■ OVERZICHT VAN TAKEN ■
A - Beoordeel of de volgende uitspraken overeenkomen met de tekst over de kracht van DOEN. Antwoord per uitspraak met ja of nee en citeer de doorslaggevende woorden letterlijk.
(i) In het acroniem DOEN staat de E voor Experimenteren.
(ii) Nee Zeggen was bedoeld ter compensatie van een primaire stijl van onderzoeken, analyseren en denken.
(iii) De training vond plaats aan het begin van het nieuwe millennium.
B - Zet de tekst over de kracht van DOEN voort, te beginnen na de laatste zin.

■ FRAGMENT VAN PAGINA ■
-*-
De kracht van DOEN

“If you always do what you’ve always done, you’ll always get what you’ve always got.”    —  Henry Ford

Aan het einde van het vorige millennium volgde ik een training. Doel van de training was te ervaren waar persoonlijk groei in managementvaardigheden mogelijk was. Een voor mij tastbare uitkomst van deze training was het acroniem DOEN, waarbij de letters stonden voor Daadkracht, Ondernemen, Experimenteren en Nee Zeggen. De eerste drie woorden waren vooral gericht ter compensatie van mijn primaire stijl van onderzoeken, analyseren en denken. De laatste was gericht op zelfbescherming. DOEN was een persoonlijke leidraad lang voordat managementgoeroe’s het als een speerpunt voor organisaties en bedrijven zijn gaan benoemen. Ben Tiggelaar heeft het DOEN (na het dromen en durven) tot grotere hoogte verheven dan ik ooit met mijn persoonlijk lemma had kunnen bereiken, maar inmiddels vinden we vaker de opvatting terug dat we vooral door doen leren te denken. Cogito ergo sum maakt plaats voor Fació ergo sum.
-*-
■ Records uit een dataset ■
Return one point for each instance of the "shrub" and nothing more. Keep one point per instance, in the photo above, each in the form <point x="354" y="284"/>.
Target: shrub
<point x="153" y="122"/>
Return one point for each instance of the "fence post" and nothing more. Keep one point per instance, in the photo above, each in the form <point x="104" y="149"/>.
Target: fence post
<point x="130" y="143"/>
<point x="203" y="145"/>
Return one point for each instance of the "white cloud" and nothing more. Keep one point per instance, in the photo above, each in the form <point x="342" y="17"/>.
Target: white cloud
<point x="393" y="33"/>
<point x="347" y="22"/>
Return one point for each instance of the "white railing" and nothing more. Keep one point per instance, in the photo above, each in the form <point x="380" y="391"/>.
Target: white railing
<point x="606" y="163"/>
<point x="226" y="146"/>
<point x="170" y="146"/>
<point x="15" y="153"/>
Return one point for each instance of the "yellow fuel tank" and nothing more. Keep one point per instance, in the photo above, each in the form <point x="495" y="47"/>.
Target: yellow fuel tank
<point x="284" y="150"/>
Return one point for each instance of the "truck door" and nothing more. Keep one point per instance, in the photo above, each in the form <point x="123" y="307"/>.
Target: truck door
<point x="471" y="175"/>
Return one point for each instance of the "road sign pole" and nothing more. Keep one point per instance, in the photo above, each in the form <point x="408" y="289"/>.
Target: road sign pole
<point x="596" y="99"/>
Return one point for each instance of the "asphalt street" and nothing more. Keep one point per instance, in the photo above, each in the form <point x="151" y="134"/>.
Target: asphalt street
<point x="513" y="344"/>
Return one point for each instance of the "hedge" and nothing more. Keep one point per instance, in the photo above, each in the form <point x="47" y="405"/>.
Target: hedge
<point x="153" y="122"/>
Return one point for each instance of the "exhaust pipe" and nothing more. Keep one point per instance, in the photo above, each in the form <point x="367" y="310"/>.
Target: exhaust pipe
-*-
■ ANTWOORDEN PER TAAK ■
A -
(i) Ja: „waarbij de letters stonden voor Daadkracht, Ondernemen, Experimenteren en Nee Zeggen"
(ii) Nee: „De laatste was gericht op zelfbescherming."
(iii) Nee: „Aan het einde van het vorige millennium volgde ik een training."

B -
 Kunst van het falen

Bedrijven die voor een transformatie staan, bedrijven die zich weerbaar willen maken (antifragile), bedrijven die exponentiele groei willen bereiken hebben een belangrijk gemeenschappelijk kenmerk: fail fast and often. Een kreet als minimum viable product geeft aan dat een product niet volledig af hoeft te zijn maar dat het voldoende kwaliteit moet hebben om feedback te generen, waardoor we een verbeteringsslag kunnen maken. Hiermee zetten we een leercyclus in gang waarbij we snel voeding krijgen van klant of opdrachtgever – het learn quickly – Interessant is dat denken en doen vaak als een tegenstelling worden neergezet. Alsof het een kan bestaan zonder het ander. En alsof doen zonder denken tot resultaten leidt waar we direct blij van worden. In de grote mensenwereld zien we niet alleen politici die onder de wens zich te willen bewijzen tot een ondoordacht doen overgaan.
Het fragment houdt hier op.